> **Description of the task**: Copy out every line of the records below word for word, leaving out the pictures.
--- Data for processing ---
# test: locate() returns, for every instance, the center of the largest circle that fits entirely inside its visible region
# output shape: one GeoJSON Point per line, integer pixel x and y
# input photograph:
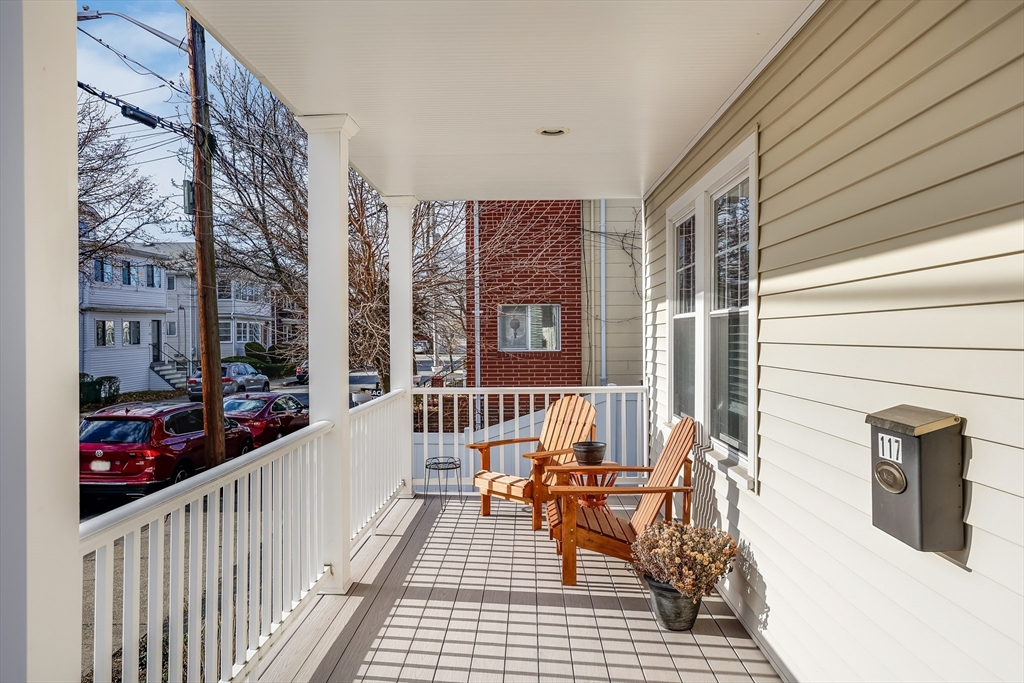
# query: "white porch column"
{"type": "Point", "coordinates": [328, 306]}
{"type": "Point", "coordinates": [399, 221]}
{"type": "Point", "coordinates": [40, 566]}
---
> **Complete answer**:
# test: locate() returns, for every instance, the center of the largest circle that fits entirely inside its visible region
# output shape: one GeoJSON Point per line, integer pixel x and y
# input photograph:
# query: "white porch column"
{"type": "Point", "coordinates": [328, 306]}
{"type": "Point", "coordinates": [399, 221]}
{"type": "Point", "coordinates": [40, 566]}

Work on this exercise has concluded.